## Task
Print, exactly as given, each line of the data from the line containing "Each instance of the man" up to and including its last line.

## Dataset entries
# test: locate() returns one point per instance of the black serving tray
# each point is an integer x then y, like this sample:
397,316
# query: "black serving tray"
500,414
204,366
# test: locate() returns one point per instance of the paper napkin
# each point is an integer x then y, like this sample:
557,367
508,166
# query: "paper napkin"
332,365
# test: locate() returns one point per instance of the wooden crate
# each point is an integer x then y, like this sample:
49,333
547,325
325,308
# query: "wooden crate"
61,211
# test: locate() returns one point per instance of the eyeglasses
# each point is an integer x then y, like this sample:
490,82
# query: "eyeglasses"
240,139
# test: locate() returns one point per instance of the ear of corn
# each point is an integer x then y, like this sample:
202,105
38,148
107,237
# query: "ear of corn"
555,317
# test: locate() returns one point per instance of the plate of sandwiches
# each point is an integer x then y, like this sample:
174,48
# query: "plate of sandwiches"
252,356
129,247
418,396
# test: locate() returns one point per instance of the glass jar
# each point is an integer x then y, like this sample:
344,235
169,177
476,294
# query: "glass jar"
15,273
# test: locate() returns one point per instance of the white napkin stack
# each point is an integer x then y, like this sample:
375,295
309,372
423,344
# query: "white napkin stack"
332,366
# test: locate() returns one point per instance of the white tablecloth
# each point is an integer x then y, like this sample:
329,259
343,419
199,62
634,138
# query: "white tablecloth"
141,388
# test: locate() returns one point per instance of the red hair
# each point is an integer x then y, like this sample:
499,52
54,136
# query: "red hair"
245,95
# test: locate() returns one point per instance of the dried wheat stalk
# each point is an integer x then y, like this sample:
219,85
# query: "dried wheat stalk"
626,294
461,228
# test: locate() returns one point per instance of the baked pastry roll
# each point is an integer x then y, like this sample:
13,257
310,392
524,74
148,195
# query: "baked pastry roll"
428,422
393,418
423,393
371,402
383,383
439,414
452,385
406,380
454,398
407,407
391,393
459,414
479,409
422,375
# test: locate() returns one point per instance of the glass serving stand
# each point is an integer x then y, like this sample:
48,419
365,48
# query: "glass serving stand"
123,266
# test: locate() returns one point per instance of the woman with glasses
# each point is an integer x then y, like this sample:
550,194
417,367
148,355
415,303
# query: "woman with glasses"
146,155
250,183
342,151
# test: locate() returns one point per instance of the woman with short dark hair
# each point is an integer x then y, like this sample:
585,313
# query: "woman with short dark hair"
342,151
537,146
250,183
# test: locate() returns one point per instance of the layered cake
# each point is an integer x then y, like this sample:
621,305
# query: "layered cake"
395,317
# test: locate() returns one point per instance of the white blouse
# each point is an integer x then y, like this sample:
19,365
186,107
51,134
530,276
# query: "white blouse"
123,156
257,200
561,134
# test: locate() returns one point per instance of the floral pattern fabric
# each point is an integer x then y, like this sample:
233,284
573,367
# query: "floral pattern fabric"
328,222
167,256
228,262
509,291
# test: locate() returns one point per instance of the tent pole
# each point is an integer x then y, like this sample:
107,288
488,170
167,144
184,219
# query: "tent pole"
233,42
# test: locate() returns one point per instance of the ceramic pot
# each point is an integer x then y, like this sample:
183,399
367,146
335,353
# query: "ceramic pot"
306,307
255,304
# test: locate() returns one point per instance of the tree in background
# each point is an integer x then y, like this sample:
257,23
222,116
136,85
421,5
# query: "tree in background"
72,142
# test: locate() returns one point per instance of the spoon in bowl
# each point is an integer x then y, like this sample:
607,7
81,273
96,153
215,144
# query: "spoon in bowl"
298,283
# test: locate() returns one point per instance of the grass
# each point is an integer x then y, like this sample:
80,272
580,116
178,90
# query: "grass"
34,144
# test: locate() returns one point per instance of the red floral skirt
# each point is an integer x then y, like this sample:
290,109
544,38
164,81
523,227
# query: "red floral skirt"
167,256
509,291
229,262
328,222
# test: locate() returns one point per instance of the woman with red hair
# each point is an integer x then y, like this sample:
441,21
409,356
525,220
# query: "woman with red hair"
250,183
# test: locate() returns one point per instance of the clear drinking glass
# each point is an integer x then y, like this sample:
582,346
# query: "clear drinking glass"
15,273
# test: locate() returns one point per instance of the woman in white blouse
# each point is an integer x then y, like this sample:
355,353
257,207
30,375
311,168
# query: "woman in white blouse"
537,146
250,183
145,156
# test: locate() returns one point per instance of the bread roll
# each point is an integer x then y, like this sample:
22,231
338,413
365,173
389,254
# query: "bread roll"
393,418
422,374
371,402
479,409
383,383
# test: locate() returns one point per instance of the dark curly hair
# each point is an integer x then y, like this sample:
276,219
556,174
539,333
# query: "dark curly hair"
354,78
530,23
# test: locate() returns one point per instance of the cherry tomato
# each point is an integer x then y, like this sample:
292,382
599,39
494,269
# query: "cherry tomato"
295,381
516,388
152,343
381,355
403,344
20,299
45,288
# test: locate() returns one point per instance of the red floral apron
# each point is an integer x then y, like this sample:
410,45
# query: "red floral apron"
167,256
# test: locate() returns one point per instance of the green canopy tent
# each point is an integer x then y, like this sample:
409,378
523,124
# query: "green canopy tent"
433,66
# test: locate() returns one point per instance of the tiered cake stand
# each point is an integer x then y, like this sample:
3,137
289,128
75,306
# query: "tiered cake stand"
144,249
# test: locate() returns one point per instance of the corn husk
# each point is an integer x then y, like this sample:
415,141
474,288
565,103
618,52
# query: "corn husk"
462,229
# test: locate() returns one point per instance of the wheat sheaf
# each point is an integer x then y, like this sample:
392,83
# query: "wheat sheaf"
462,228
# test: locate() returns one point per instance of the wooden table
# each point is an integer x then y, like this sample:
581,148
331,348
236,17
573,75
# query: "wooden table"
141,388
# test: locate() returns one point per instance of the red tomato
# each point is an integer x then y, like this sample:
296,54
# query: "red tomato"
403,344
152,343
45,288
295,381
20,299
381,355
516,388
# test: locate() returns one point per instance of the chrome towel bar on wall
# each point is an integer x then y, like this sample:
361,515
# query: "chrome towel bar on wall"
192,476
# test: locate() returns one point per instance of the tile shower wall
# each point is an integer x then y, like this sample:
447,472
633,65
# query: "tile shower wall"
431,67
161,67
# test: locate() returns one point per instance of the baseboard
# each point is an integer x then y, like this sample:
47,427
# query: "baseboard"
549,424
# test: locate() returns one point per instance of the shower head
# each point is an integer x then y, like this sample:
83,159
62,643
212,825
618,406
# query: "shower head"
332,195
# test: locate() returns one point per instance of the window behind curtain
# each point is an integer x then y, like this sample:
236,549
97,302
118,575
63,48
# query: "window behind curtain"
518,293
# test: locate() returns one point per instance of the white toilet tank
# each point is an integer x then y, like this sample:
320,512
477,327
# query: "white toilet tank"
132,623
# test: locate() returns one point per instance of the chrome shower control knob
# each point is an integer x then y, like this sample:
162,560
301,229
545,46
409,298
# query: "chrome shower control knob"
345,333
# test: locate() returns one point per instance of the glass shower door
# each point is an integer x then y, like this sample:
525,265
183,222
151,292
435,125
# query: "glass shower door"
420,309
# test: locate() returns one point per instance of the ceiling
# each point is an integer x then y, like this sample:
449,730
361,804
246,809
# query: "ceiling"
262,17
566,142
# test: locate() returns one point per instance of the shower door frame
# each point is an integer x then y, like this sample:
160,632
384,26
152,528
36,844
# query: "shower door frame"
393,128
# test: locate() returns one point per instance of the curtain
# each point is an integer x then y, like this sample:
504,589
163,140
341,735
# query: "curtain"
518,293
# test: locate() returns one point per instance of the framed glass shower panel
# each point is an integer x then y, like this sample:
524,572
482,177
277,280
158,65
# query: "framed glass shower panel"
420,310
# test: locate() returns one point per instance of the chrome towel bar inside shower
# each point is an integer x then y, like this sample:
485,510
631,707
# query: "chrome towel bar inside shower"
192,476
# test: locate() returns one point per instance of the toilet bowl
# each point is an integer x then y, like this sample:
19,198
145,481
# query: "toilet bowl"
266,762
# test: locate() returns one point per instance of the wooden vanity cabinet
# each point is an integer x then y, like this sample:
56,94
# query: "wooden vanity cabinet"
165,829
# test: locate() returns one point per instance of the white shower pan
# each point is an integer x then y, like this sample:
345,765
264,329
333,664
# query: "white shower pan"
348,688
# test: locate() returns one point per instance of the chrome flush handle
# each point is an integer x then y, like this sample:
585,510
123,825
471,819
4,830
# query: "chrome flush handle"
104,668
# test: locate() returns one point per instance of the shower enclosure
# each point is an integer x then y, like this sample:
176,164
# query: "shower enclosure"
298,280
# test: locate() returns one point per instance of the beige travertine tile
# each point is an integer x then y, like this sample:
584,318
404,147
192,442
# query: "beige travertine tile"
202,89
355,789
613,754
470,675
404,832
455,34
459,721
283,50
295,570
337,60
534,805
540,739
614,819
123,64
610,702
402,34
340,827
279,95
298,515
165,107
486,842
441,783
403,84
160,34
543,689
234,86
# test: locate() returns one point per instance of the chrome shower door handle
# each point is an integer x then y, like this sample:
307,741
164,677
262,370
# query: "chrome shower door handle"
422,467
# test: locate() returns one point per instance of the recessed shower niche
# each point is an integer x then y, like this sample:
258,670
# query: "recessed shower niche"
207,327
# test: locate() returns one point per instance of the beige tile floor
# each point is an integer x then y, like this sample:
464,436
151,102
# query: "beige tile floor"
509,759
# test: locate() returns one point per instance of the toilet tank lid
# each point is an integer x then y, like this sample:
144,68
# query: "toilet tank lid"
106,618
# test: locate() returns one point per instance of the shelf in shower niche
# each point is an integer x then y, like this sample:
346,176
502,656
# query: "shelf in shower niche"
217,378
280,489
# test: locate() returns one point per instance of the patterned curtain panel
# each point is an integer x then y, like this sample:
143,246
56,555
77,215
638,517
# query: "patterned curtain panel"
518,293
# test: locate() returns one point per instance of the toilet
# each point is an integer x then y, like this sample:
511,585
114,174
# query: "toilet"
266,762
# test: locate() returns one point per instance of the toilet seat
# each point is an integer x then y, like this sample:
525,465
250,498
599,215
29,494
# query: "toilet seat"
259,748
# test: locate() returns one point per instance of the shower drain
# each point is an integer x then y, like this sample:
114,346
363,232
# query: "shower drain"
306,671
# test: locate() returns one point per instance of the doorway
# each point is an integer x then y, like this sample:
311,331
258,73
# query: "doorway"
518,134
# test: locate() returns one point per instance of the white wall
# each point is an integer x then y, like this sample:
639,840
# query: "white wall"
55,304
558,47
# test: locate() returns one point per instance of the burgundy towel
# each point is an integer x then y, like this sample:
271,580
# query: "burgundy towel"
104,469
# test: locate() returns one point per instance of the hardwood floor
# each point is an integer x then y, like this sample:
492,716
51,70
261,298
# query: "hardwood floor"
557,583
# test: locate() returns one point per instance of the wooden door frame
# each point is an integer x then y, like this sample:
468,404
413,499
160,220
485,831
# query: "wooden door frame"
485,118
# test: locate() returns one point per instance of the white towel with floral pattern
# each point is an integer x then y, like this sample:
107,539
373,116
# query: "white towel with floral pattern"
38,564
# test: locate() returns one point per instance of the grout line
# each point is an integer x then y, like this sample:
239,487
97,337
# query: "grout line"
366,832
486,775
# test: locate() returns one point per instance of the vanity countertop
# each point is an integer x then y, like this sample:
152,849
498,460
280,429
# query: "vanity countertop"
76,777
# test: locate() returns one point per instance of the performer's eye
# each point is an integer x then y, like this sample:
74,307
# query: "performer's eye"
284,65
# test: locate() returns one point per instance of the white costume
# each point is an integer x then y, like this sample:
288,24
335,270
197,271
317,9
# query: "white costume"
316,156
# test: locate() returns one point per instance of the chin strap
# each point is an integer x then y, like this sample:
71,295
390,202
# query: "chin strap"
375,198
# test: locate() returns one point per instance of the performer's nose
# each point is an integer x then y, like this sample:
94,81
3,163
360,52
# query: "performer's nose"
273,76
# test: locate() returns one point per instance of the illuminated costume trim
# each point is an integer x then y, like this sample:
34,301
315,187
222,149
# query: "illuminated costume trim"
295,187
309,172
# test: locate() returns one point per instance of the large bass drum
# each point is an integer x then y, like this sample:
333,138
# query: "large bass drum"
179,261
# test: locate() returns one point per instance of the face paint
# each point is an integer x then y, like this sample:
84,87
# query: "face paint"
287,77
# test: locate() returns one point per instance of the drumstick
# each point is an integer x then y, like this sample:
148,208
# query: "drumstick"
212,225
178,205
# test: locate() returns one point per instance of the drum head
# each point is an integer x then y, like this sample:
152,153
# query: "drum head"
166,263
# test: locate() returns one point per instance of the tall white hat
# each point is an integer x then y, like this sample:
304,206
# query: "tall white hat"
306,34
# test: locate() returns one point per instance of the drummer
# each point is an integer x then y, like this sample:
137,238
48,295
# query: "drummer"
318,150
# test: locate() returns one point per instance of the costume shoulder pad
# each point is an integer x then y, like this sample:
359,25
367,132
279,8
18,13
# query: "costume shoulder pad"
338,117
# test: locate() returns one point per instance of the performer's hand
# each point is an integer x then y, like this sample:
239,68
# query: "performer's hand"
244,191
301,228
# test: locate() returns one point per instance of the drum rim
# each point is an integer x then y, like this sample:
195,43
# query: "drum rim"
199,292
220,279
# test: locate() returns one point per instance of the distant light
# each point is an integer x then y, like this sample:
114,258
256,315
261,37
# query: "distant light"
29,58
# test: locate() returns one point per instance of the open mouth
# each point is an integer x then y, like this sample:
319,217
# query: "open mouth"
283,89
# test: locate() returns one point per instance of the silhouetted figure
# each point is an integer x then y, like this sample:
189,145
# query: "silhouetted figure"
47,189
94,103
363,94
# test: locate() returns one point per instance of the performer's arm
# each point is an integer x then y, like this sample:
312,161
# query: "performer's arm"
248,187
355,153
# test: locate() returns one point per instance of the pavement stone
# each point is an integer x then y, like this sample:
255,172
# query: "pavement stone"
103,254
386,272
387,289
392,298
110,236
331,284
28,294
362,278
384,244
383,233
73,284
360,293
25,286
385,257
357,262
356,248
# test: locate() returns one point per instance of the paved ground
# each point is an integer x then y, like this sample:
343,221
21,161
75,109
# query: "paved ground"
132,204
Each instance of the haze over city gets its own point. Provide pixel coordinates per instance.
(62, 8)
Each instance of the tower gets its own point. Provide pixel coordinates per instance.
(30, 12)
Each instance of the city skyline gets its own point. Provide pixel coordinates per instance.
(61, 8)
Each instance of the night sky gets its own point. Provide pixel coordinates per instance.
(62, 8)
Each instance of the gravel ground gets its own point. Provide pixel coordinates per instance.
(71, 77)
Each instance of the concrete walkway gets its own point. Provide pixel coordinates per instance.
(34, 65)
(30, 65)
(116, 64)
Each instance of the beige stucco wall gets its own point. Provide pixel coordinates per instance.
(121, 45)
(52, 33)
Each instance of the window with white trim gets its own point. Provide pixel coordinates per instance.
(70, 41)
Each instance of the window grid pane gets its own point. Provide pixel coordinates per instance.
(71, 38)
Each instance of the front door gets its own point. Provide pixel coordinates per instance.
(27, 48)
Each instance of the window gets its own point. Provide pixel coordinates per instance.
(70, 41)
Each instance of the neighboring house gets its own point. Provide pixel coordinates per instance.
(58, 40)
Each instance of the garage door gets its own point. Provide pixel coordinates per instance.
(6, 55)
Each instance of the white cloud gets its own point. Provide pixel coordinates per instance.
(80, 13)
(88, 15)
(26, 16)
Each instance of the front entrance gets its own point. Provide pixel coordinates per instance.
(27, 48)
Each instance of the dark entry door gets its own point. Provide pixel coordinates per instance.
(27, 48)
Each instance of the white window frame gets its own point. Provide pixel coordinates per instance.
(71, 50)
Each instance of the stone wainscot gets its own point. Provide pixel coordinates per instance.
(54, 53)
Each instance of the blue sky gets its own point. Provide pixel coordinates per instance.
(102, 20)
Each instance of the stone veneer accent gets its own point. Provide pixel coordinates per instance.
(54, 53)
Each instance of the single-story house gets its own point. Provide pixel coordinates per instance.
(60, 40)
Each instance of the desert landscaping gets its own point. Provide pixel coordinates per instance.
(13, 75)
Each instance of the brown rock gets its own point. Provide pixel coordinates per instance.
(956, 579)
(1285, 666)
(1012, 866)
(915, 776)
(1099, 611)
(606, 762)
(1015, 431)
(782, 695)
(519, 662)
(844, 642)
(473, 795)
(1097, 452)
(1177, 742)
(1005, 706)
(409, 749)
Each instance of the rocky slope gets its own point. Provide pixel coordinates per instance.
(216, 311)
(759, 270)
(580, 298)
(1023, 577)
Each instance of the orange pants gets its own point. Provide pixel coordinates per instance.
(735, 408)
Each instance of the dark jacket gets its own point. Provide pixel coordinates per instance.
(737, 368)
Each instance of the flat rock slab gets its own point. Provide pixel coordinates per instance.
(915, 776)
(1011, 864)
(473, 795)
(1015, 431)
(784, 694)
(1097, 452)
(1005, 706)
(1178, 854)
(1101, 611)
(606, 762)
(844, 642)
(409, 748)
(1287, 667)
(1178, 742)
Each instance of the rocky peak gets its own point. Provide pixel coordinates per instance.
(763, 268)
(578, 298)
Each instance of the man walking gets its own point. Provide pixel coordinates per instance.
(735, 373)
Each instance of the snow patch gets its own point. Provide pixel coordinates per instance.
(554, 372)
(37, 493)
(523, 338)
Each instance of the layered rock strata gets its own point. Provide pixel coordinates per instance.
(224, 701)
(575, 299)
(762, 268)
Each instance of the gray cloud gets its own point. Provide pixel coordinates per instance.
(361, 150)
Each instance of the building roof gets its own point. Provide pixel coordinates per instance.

## Output of the exercise
Each instance of the man walking gets its own point. Provide pixel coordinates per instance.
(735, 373)
Each instance of the snow patch gets its own point. Provide pixel coordinates per instance.
(554, 372)
(37, 493)
(523, 338)
Each instance of the layered rock strata gets its own point. Provide pixel coordinates per instance.
(224, 701)
(575, 299)
(762, 268)
Each instance of the gray cloud gets its own point. Provide pixel coordinates per instance.
(361, 150)
Each instance of the building roof gets its own point. Provide pixel coordinates per instance.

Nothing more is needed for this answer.